The idea of somehow getting tomorrow’s news today is an intriguing one. What would you do if you had this knowledge?

In the 1944 movie It Happened Tomorrow, the protagonist, a journalist, is given a newspaper from one day in the future. He tries to use this information to scoop a big story, prevent a box office robbery, and make a few extra bucks betting at the horse track.

In Early Edition, the 1996 TV series with a similar premise, our hero decides to use his foreknowledge only to prevent tragedy. Unfortunately, his best friend, with whom he shares his secret, tries to use the advance information to make money in the stock market.

Investment manager and financial author Barry Ritholz considers a similar scenario on a larger scale: Imagine if you woke up on January 1, 2020, knowing that, within weeks, a pandemic would sweep the world. Would you have been able to beat the market by changing your investments?

This foreknowledge is not as specific as having tomorrow’s stock prices or which horses to pick to win the trifecta in the fourth race. But you’d think that knowing ahead of time about an event as big as COVID19 would position you to make an easy killing.

Not so fast, says Ritholz.

Even knowing for sure that the coronavirus would become a global pandemic does not give you actionable investment direction. Ritholz lists five further pieces of information you would have had to obtain in order to beat the market.

[AVAILABLE DATA]
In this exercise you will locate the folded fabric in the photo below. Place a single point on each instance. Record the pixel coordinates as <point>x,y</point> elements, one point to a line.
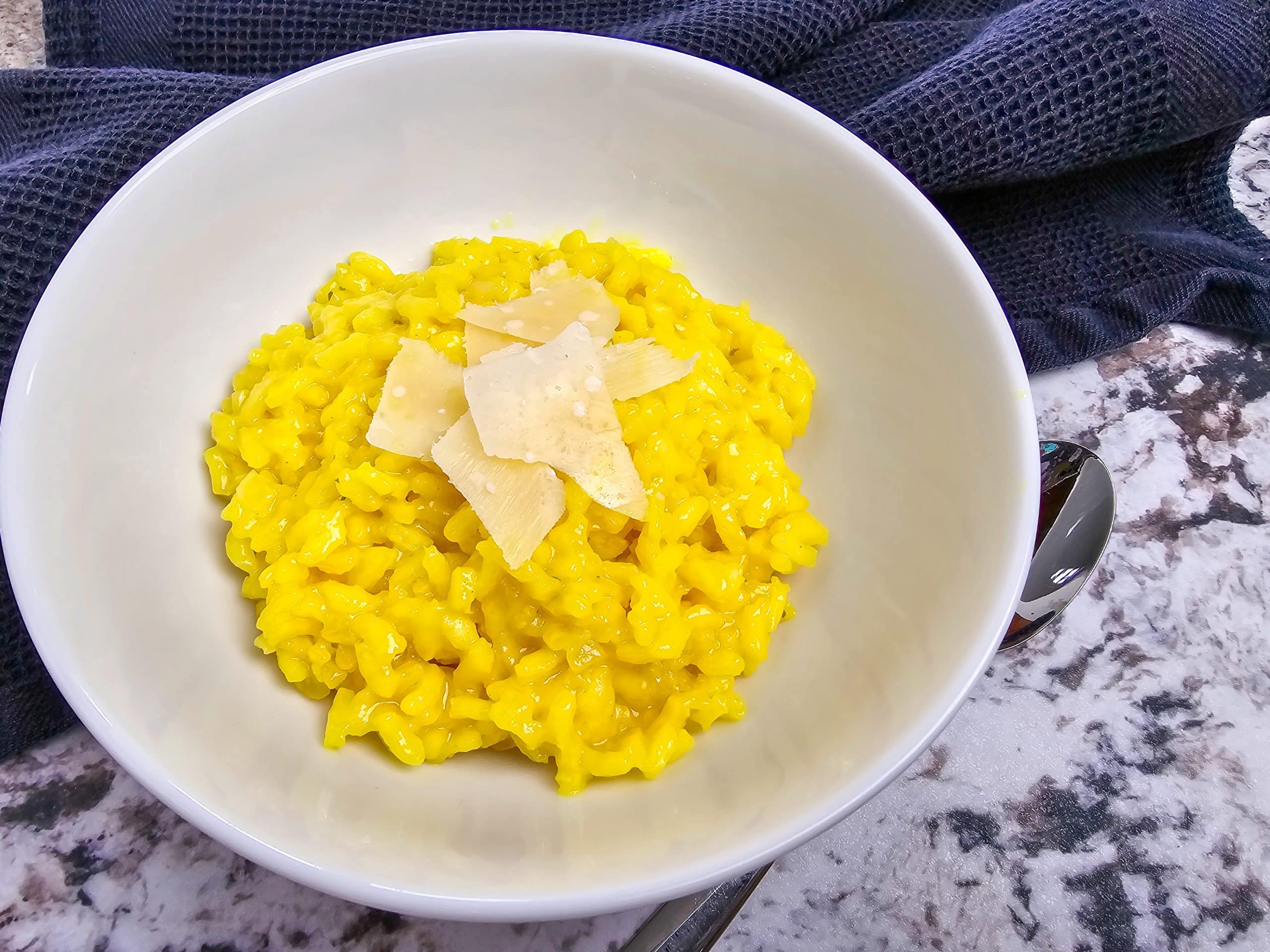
<point>1080,146</point>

[ACTIVITIES]
1. Extract from the passage on foreknowledge and investing the portion starting at "The idea of" and ending at "the horse track.".
2. Continue the passage on foreknowledge and investing from its final sentence.
The material above is not needed here.

[RESPONSES TO THE EXERCISE]
1.
The idea of somehow getting tomorrow’s news today is an intriguing one. What would you do if you had this knowledge?

In the 1944 movie It Happened Tomorrow, the protagonist, a journalist, is given a newspaper from one day in the future. He tries to use this information to scoop a big story, prevent a box office robbery, and make a few extra bucks betting at the horse track.

2.
  1. The severity of the pandemic
  2. The countries most affected
  3. The specific ramifications of the pandemic
  4. The fiscal response by governments
  5. The sectors and stocks that would benefit from all this

“Once laid out this way,” writes Ritholz, “it becomes clear how challenging investing around a giant global event might be.”

We now know that investors with broadly diverse portfolios, who made no major changes, earned healthy returns in 2020–a surprising result during a global health crisis.

Ritholz notes that investors learn about significant world events every day. And for nearly all of them the best approach is “to do nothing, stick with their plan, and let the markets run their course.”

By the way, the main characters in both It Happened Tomorrow and Early Edition found their foreknowledge to be much more trouble than it’s worth. People get very suspicious when you appear to know too much.

As a prudent investor, you don’t need special knowledge of the future. Instead, you’re better off with a disciplined plan that relies on global diversification to pursue long-term success, no matter what tomorrow’s headlines might say.